La définition de la notion de « crimes contre l’humanité » par le Statut de Rome a été expressément reprise par le droit guinéen : « on entend par crime contre l’humanité l’un quelconque des actes, lorsqu’il est commis dans le cadre s’une attaque généralisée ou systématique lancée contre toute population civile et en connaissance de cette attaque. Le caractère généralisé renvoie au fait que l’attaque a été menée sur une grande échelle et au nombre important de victimes, alors que le caractère systématique connote l’organisation du crime. La systématicité renvoie au « système », autrement dit à un « scénario des crimes, c’est-à-dire à la répétition délibérée et régulière de comportements criminels similaires » (TPIY, Kunarac, Jugement, §§ 428-429 et arrêt, § 94). Ces deux éléments sont alternatifs et non cumulatifs.
Le principe que le crime contre l’humanité doit être commis « dans le cadre d’une attaque généralisée ou systématique dirigée contre une population civile », doit être entendu largement. Ce principe n’exclut cependant pas, qu’un acte inhumain commis contre une seule personne pouvait « constituer un crime contre l’humanité s’il s’inscrivait dans un système ou s’exécutait selon un plan, ou s’il présentait un caractère de répétitivité qui ne laissait aucun doute sur les intentions de son auteur » (Rapport CDI,1989, p.147, § 147. v. aussi TPIY, 7 mai 1997, Tadic, §§ 644-649).
S’agissant de la peine applicable. Le droit guinéen ne consacre que la peine à perpétuité pour les crimes de droit international. Ce régime guinéen est plus sévère que celui prévu par le Statut de la CPI (v. supra). Supposons que le juge guinéen retienne le crime contre l’humanité pour les faits du 28 septembre, la question de la peine applicable se pose nécessairement : doit-il appliquer la peine sévère prévue par le droit guinéen ou sollicité le Statut de Rome pour appliquer une peine moins sévère ?
A cet égard, nous constatons une absence d’harmonisation entre la loi guinéenne et le Statut de Rome, une sorte d’incompatibilité entre les deux textes. Le législateur guinéen, qui pourtant, ayant joué un rôle important en incorporant le crime international en droit guinéen, devrait s’assurer de la compatibilité de loi guinéenne au Statut de Rome en matière d’incrimination et de la peine applicable, en étant non seulement, le plus précis possible, mais surtout le moins sévère. Cette carence du législateur pourrait être comblé par le juge en vertu de son pouvoir d’appréciation et d’interprétation.

◆ Consigne
Répondez aux questions suivantes à partir du texte ci-dessus sur les crimes contre l'humanité en droit guinéen :
1. À quoi renvoie le caractère généralisé de l'attaque ?
2. Quelle est la seule peine que le droit guinéen consacre pour les crimes de droit international ?
3. Par qui et en vertu de quoi la carence du législateur pourrait-elle être comblée ?

(Entrées d'étiquetage de la position des objets)

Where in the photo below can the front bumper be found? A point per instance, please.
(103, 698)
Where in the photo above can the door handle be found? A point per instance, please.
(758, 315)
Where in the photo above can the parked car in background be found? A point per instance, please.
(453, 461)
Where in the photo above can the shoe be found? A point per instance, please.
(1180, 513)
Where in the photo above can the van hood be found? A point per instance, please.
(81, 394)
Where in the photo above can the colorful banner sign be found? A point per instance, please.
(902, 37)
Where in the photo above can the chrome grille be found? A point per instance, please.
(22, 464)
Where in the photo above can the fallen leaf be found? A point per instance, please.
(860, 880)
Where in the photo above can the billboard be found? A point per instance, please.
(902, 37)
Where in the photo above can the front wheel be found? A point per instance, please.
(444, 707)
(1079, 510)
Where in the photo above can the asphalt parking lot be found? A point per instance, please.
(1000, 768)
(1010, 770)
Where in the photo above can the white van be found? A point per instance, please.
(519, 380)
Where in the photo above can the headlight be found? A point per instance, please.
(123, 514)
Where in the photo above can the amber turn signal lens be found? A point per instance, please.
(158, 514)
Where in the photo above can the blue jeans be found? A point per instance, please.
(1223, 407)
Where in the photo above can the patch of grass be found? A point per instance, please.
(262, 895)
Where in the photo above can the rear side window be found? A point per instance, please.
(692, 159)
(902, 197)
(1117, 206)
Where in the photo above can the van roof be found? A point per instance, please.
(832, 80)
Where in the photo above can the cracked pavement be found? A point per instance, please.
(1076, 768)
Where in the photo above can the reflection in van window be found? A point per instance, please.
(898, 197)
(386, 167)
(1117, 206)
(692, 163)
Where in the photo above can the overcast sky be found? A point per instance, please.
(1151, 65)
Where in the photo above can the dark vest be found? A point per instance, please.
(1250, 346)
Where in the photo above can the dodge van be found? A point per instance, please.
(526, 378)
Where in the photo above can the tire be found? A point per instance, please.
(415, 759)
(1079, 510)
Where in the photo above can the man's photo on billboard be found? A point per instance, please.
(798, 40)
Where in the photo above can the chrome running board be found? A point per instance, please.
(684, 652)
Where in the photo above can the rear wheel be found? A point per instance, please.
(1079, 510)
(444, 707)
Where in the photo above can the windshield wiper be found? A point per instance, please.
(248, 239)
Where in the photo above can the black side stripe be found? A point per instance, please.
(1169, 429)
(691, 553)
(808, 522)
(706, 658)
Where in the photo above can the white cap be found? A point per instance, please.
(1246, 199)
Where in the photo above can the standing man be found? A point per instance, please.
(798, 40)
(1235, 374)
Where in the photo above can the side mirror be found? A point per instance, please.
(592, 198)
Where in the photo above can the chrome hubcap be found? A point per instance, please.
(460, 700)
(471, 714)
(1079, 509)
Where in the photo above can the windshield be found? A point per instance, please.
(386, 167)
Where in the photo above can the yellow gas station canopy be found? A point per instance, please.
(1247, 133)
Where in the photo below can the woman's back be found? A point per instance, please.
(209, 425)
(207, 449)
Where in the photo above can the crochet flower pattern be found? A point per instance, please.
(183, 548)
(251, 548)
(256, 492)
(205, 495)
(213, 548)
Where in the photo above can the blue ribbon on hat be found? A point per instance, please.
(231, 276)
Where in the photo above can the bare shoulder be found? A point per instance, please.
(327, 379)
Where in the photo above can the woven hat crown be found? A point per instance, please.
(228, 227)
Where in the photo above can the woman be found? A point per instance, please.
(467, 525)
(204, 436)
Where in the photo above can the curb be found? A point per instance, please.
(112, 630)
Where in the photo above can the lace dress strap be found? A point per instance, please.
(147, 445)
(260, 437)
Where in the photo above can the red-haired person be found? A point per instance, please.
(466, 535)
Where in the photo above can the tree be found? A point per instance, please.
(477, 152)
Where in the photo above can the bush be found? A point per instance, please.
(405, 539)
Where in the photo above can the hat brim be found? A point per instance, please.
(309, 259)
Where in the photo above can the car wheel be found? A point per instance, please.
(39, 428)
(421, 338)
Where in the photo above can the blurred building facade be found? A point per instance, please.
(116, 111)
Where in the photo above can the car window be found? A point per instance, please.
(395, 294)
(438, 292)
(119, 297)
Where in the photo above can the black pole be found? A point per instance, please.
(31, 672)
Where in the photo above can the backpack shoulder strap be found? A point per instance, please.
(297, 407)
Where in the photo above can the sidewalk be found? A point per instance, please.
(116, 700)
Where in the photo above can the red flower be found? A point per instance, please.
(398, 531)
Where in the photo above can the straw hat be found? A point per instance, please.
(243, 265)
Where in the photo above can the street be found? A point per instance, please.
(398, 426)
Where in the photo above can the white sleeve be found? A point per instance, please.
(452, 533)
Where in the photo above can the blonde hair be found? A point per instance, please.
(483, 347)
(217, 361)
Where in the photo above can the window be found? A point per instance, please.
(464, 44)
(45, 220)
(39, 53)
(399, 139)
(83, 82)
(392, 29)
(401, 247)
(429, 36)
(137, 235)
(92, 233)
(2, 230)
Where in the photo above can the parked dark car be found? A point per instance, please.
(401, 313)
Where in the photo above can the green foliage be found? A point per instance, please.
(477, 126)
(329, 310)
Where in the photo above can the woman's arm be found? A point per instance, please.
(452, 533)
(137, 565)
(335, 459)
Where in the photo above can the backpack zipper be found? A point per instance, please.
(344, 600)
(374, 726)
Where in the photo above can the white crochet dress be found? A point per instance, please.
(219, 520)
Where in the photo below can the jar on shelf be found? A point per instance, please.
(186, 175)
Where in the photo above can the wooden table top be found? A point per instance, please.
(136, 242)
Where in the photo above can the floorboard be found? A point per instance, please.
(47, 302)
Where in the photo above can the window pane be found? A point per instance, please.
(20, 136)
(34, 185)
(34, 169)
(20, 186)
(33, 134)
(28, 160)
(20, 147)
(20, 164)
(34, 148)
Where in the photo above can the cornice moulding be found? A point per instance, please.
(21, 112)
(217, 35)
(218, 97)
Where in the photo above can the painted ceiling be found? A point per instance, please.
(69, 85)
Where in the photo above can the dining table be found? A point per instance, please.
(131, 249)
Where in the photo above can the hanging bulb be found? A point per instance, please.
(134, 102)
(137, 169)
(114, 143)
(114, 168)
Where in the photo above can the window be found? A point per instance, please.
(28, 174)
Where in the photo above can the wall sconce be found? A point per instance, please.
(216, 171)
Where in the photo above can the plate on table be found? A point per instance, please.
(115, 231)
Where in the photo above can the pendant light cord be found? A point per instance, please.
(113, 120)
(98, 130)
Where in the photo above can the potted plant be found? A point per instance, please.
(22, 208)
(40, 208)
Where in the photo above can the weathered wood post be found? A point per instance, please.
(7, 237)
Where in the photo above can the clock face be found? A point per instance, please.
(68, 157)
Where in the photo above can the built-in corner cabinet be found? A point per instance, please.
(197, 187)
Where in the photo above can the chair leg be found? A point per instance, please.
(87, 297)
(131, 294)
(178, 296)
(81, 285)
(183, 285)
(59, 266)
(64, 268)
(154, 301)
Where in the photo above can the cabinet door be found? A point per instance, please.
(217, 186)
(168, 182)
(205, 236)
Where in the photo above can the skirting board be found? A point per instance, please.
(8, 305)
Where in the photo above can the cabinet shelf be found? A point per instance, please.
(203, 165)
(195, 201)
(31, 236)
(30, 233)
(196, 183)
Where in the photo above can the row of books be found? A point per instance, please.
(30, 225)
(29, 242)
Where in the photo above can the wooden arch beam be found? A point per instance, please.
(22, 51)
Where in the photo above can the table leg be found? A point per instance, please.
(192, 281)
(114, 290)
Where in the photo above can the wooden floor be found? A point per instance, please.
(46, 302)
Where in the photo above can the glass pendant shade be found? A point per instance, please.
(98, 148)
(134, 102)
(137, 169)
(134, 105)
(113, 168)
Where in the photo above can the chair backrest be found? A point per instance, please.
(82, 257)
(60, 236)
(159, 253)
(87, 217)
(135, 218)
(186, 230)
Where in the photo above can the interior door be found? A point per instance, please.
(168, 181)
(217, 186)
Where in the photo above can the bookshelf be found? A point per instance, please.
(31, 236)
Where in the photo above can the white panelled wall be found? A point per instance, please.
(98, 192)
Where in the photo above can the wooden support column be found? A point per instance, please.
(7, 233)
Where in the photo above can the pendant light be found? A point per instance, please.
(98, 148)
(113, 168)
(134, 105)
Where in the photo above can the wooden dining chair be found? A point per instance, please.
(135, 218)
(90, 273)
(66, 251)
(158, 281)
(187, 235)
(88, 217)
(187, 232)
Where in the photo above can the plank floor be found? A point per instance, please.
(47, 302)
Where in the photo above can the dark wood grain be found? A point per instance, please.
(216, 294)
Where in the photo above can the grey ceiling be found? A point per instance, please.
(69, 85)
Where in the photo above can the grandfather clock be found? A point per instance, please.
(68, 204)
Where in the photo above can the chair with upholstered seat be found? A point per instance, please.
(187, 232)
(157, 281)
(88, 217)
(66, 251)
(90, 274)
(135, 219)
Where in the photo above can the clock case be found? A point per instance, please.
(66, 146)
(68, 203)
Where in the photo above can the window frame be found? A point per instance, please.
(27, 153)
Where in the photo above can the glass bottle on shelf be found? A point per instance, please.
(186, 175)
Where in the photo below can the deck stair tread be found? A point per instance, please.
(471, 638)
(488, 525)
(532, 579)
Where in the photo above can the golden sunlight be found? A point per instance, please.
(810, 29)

◆ Réponse
1. Il renvoie au fait que l'attaque a été menée sur une grande échelle et au nombre important de victimes.
2. La peine à perpétuité.
3. Par le juge, en vertu de son pouvoir d'appréciation et d'interprétation.